──────── Source document

Rally max execution time and timeseries throughput metric

Hello,

I have been looking into the docs but have not been able to find information on two potential options I want from Rally.

First, does rally have a max execution time parameter? Some of these tests run for a long time, so I was wondering if it is possible to limit the duration with time? Or can it be scaled down by the number of tasks?

Second, how can I get time-series info about throughput? Specifially I want to see timeseries of k (ms) intervals of the throughput at that moment. Is this possible? If not, is Kibana throughput as accurate as rally?

Hi Omid,

First, does rally have a max execution time parameter? Some of these tests run for a long time, so I was wondering if it is possible to limit the duration with time?

There's no limit for the overall race (benchmark) duration. This would actually make little sense for non-trivial races which have certain structure, and aborting in the middle would leave you with partial results.

Or can it be scaled down by the number of tasks?

Yes, somewhat.

Let me start from some background first. A race consists of a sequence of tasks as specified by a track challenge and track parameters. Each task can be time limited (see time-period property in schedule documentation), so you could create a custom track/challenge which is time limited if all your tasks are time limited or take very little time to execute. However, this is not how public challenges from Rally tracks are typically written.

────────────────
──────── Listed records

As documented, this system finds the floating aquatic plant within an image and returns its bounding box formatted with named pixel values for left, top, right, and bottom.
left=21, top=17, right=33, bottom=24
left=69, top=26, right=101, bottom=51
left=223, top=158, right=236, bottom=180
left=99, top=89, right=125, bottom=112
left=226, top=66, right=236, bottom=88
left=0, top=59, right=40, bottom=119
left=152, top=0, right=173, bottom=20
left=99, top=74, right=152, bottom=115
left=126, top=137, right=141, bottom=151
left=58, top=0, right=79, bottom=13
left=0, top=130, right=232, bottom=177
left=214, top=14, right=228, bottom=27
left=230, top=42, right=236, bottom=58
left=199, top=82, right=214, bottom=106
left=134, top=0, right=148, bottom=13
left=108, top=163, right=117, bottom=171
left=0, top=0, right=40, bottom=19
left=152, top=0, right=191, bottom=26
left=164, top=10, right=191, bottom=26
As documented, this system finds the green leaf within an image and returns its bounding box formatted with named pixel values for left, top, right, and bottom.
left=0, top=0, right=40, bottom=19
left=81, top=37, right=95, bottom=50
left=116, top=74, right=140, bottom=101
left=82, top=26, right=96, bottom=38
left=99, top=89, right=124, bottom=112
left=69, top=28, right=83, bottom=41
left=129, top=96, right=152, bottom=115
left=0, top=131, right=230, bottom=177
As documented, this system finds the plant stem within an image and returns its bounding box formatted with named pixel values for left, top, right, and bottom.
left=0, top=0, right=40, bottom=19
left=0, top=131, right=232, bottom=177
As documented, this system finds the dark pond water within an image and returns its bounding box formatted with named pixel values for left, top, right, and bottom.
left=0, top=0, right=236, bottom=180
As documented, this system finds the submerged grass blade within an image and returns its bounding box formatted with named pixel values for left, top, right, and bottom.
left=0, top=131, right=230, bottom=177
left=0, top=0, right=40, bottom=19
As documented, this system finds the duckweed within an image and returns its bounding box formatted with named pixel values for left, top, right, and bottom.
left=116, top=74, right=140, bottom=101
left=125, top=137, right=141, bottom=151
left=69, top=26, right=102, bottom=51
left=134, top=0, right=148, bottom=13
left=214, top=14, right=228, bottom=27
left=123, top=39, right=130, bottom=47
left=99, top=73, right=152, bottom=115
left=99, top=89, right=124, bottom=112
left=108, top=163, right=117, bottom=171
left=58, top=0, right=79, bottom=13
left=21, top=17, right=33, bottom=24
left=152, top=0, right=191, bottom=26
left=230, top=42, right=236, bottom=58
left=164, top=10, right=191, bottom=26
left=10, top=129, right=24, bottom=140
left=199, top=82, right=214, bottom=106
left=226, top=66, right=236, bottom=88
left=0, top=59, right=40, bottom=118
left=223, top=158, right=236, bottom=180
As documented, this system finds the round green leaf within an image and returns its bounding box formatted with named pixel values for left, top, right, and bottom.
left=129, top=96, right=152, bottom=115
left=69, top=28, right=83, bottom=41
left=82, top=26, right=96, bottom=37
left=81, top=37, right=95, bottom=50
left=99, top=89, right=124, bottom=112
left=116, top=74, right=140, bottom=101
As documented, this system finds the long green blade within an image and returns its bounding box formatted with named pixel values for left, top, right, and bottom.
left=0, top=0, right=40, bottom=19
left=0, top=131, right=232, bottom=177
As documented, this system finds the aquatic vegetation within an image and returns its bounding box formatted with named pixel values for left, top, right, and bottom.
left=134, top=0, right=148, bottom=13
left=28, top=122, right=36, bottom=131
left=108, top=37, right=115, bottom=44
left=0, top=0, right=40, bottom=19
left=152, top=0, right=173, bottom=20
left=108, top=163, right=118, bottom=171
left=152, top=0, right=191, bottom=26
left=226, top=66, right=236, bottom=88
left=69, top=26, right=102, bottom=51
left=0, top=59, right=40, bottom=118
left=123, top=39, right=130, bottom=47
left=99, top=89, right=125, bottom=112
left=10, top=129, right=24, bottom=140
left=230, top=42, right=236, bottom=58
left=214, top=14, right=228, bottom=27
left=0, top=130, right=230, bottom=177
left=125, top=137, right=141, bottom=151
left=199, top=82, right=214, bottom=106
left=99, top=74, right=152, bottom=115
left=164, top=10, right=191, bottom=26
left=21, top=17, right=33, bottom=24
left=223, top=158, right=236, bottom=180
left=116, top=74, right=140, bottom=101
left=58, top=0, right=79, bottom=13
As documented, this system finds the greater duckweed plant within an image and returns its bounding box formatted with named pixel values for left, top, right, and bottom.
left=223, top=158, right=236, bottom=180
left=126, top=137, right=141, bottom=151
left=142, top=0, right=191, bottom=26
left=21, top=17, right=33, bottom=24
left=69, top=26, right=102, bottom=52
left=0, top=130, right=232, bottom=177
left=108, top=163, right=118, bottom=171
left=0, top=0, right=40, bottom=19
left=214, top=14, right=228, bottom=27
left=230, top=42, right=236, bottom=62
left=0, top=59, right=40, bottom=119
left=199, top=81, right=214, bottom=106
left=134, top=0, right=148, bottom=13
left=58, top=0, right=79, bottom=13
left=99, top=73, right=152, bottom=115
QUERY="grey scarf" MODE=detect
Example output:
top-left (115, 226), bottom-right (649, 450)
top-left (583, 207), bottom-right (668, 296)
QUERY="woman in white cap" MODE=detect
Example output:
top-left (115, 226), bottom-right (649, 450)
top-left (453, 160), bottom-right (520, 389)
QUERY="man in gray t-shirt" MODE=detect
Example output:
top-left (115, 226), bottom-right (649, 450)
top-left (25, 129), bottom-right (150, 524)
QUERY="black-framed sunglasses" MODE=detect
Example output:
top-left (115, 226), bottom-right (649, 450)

────────────────

> Required work
- 1) Rewrite everything from "I have been" down to "accurate as rally?" in the Rally thread, changing "throughput" to "indexing rate".
- 2) In the Rally thread, list every sentence in the opening post, before the reply to Omid, that ends with a question mark.

> Responses
- 1)
I have been looking into the docs but have not been able to find information on two potential options I want from Rally.

First, does rally have a max execution time parameter? Some of these tests run for a long time, so I was wondering if it is possible to limit the duration with time? Or can it be scaled down by the number of tasks?

Second, how can I get time-series info about indexing rate? Specifially I want to see timeseries of k (ms) intervals of the indexing rate at that moment. Is this possible? If not, is Kibana indexing rate as accurate as rally?

- 2)
- First, does rally have a max execution time parameter?
- Some of these tests run for a long time, so I was wondering if it is possible to limit the duration with time?
- Or can it be scaled down by the number of tasks?
- Second, how can I get time-series info about throughput?
- Is this possible?
- If not, is Kibana throughput as accurate as rally?